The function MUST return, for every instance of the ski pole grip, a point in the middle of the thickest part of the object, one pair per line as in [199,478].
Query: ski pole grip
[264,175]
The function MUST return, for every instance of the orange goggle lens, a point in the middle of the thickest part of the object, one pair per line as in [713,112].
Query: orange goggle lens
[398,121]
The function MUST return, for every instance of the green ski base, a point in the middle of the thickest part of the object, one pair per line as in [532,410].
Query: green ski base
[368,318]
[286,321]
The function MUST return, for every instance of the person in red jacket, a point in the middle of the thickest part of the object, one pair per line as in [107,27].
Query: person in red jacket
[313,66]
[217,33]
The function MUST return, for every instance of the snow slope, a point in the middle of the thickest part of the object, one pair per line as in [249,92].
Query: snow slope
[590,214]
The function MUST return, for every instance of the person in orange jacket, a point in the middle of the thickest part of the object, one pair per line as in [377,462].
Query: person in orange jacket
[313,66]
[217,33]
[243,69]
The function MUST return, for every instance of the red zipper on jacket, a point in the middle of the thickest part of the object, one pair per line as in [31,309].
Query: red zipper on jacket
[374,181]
* * *
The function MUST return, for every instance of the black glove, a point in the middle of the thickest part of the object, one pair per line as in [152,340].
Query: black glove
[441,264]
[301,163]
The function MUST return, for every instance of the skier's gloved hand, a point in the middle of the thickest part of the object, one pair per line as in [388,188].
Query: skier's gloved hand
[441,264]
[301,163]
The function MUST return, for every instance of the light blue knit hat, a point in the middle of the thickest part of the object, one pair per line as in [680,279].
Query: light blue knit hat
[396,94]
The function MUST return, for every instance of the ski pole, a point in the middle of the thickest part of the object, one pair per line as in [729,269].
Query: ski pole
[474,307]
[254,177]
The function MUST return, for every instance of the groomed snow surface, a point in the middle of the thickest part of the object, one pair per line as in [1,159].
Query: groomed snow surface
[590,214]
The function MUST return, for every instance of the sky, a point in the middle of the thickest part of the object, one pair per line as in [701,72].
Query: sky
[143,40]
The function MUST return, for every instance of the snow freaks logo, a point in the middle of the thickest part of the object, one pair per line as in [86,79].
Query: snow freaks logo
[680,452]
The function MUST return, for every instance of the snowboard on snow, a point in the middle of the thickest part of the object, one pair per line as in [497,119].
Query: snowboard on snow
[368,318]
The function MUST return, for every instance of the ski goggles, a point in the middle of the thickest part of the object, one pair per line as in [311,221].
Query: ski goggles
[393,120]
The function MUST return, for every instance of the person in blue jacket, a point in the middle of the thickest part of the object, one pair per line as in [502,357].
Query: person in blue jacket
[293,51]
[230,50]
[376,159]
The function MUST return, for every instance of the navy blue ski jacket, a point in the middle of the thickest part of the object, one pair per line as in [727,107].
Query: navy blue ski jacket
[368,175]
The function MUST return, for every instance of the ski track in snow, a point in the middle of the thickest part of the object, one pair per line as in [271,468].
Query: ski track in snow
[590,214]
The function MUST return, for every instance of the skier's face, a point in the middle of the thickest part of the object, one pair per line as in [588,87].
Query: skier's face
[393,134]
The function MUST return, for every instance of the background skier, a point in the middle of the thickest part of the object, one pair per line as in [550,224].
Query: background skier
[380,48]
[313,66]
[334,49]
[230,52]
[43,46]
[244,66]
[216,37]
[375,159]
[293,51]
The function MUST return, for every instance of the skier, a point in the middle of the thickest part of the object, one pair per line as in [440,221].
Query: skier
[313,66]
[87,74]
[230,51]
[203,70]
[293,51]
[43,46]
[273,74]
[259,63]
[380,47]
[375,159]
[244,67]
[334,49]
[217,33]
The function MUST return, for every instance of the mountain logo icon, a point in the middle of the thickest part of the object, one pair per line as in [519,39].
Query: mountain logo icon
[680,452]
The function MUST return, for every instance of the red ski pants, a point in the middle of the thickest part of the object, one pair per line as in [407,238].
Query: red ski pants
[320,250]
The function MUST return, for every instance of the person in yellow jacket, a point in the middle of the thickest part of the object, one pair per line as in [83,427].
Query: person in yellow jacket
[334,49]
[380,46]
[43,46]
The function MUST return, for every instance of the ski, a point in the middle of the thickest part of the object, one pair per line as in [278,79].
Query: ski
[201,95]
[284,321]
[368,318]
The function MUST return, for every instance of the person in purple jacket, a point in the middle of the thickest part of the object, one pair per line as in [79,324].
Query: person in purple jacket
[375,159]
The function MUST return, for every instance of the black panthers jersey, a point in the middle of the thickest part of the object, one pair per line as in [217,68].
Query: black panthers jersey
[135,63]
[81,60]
...
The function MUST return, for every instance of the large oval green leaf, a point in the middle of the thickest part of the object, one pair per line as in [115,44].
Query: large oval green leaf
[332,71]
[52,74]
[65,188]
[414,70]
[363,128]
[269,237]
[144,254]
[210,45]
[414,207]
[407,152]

[Objetivo]
Localize nos registros acima todas as linhas que contêm a palavra "gloved" e copie cada uma delas.

[Resposta]
The function MUST return, for every instance of the skier's gloved hand, a point in the middle of the thickest part of the object, one pair per line as in [388,188].
Query: skier's gloved hand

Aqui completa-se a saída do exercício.